▸ DATA FOR PROCESSING
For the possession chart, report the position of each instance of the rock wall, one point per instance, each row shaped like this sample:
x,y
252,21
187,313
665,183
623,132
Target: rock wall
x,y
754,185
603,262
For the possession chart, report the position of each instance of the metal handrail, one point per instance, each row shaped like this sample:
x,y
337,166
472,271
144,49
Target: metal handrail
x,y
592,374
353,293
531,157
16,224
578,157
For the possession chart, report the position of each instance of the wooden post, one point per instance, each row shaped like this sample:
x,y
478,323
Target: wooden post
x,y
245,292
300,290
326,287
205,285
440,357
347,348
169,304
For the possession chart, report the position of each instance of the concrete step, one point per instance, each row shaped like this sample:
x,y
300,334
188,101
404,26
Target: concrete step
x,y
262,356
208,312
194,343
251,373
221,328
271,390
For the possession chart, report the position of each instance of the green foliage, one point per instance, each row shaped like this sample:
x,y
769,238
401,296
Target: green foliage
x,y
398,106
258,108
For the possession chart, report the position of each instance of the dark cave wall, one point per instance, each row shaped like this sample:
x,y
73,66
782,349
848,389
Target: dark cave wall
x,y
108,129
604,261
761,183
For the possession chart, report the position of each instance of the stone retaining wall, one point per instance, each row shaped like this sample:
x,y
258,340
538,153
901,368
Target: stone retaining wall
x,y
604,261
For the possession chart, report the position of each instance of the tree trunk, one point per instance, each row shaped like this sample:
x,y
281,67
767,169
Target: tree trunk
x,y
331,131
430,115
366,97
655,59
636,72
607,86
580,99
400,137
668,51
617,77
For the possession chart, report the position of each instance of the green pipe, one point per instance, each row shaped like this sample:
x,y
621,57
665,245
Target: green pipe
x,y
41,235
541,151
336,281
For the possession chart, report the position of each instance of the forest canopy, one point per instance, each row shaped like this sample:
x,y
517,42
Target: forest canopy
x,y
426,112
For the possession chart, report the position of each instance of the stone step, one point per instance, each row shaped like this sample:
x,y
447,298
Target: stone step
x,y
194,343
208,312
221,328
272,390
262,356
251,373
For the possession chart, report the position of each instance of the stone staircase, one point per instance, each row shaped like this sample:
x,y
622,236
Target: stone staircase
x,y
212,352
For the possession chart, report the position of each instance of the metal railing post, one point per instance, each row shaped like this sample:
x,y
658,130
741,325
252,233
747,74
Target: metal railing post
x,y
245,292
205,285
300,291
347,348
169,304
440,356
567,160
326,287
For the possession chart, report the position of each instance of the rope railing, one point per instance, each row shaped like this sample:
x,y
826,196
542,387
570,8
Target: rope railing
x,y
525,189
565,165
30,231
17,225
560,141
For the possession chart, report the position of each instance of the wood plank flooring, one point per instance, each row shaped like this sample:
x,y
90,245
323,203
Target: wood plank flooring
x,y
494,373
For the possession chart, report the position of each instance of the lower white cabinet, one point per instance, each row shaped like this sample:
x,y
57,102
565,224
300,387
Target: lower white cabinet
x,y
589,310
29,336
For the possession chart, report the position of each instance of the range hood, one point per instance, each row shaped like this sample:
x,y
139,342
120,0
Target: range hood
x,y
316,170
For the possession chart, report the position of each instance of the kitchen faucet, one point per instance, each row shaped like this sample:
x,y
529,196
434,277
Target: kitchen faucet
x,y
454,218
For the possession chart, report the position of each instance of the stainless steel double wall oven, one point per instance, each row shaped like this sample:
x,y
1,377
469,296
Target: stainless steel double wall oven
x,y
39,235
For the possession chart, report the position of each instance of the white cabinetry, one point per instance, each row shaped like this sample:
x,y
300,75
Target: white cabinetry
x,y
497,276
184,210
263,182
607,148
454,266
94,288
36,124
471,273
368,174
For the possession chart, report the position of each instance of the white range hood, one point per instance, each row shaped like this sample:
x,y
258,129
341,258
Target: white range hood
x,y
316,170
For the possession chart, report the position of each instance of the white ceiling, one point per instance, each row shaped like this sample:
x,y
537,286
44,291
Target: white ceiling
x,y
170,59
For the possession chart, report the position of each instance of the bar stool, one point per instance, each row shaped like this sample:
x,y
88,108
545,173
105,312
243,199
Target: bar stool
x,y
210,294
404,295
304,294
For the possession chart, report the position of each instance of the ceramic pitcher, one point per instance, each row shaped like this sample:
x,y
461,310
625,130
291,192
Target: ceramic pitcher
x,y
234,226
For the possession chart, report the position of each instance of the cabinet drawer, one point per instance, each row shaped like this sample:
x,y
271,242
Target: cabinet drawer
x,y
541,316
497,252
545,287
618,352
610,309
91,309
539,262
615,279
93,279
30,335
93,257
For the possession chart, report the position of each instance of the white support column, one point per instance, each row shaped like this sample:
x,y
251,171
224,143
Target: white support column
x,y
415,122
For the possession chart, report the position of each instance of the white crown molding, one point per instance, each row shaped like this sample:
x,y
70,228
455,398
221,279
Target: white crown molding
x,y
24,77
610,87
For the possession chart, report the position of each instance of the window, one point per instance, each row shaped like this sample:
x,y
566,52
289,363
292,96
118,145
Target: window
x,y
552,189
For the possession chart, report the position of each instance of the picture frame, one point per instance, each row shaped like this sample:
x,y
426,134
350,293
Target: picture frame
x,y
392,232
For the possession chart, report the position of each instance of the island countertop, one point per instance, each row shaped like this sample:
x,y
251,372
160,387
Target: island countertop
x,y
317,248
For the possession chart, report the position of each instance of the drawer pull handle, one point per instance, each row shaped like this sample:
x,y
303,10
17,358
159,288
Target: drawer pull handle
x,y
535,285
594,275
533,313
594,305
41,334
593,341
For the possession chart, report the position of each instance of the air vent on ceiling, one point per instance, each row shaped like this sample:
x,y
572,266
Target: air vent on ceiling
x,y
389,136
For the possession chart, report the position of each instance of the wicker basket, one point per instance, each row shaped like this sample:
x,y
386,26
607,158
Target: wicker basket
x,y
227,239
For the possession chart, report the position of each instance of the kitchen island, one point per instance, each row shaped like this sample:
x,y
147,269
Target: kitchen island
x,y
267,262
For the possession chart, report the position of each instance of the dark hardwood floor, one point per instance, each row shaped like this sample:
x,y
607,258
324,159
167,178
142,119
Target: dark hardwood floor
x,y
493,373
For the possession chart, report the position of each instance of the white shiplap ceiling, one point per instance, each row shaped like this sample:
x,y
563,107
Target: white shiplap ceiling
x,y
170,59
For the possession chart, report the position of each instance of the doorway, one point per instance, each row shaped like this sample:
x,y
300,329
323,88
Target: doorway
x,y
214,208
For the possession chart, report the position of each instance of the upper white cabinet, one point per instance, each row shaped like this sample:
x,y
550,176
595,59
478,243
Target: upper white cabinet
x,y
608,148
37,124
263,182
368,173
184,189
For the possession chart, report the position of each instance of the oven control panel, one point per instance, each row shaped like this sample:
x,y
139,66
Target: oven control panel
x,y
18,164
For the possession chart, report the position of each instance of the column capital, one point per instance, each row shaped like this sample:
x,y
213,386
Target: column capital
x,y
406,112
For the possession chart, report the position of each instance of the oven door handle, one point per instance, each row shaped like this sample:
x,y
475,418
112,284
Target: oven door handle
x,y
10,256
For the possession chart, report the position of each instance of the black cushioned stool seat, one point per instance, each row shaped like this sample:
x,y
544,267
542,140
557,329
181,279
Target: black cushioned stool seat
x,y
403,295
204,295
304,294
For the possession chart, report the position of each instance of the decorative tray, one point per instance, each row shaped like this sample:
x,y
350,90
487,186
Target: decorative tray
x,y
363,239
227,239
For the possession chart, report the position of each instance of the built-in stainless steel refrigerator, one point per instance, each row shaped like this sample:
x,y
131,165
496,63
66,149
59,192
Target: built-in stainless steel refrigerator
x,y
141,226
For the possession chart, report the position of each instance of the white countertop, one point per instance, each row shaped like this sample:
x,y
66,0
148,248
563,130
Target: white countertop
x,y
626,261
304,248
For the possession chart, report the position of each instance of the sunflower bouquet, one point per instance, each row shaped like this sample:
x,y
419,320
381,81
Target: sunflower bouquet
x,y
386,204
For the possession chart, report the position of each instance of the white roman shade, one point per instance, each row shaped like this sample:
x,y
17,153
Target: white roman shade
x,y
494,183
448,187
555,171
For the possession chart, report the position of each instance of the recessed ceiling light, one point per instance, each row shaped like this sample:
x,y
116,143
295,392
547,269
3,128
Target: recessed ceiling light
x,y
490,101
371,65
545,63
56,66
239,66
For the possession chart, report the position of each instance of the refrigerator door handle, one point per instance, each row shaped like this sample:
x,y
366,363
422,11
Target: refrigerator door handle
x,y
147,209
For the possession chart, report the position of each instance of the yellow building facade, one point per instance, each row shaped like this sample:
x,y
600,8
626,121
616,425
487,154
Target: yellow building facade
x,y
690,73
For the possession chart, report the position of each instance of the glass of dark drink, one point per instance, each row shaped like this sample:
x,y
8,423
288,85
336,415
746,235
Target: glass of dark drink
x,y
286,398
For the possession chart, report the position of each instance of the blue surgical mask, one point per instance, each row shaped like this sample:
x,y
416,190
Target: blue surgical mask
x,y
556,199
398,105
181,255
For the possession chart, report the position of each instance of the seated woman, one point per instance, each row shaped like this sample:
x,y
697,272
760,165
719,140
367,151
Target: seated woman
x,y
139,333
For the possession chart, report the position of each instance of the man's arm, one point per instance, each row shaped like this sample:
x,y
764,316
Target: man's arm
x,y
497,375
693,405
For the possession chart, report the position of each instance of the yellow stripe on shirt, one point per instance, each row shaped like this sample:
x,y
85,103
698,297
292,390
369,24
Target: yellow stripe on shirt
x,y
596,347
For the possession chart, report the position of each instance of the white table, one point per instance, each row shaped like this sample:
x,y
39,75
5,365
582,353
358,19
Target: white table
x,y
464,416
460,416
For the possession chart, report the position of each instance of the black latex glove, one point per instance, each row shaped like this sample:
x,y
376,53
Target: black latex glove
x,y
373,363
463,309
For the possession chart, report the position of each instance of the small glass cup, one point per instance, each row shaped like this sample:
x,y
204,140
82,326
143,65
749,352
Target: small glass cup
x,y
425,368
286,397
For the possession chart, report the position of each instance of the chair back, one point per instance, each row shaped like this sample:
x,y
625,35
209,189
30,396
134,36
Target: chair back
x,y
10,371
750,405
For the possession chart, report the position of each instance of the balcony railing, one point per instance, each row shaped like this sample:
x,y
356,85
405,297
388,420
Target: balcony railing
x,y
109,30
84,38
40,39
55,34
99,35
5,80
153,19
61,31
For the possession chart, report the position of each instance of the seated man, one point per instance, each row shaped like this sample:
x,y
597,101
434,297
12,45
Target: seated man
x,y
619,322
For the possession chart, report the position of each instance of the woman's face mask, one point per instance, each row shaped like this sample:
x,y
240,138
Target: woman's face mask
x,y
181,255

▸ WHAT THIS TASK INVOLVES
Only the lines from the one that contains "of the small" through the last line should be repeated, each exactly as it stands, with both ends included.

▸ ANSWER TO THIS TASK
For the possession chart, report the position of each instance of the small glass cup, one point per instance, each row shaped like this sample:
x,y
204,140
82,326
143,65
749,352
Target: small glass cup
x,y
425,368
286,397
For the possession chart, report the position of each instance of the chair back, one point per instance, each row shaped like this sample:
x,y
625,35
209,189
30,396
134,36
Target: chair back
x,y
10,371
750,405
For the possession chart, report the position of each instance of the balcony railing, one point per instance, each row shaped like this sample:
x,y
356,85
405,297
388,420
Target: balcony railing
x,y
109,30
84,38
40,39
55,34
99,35
5,80
153,19
61,31
For the possession chart, report the position of each instance of the seated man, one point per instance, each row shaped like this sample:
x,y
597,101
434,297
12,45
Target: seated man
x,y
619,322
For the possession chart, report the position of each instance of the woman's face mask, one point per instance, each row shaped like this sample:
x,y
240,138
Target: woman's face mask
x,y
181,255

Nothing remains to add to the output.